**Written request:**
Extract every line of the records that contains the string "with", matching case exactly.
-- START OF Dataset entries --
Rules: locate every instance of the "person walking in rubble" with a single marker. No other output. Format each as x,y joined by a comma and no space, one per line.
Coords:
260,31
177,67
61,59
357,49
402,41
-- END OF Dataset entries --
**Answer to the exercise:**
Rules: locate every instance of the "person walking in rubble" with a single marker. No other output. Format each as x,y joined by a comma and no space, one per line.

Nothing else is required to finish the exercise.